● AIM: Copy the entries word for word, from the very start through the line that contains "output: one JSON".

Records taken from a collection
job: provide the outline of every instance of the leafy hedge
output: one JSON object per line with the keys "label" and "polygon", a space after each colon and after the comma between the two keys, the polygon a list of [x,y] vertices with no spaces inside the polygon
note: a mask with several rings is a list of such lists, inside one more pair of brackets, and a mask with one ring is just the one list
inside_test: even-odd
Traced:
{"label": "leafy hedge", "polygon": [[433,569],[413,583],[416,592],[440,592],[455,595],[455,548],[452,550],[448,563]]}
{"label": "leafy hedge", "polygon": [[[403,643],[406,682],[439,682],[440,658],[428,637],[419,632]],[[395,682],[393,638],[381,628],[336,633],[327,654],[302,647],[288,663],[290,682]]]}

● TASK OUTPUT:
job: provide the outline of every instance of the leafy hedge
output: one JSON object per line with the keys "label" and "polygon", a space after each colon and after the comma between the two keys, the polygon a list of [x,y] vertices with no spaces inside the polygon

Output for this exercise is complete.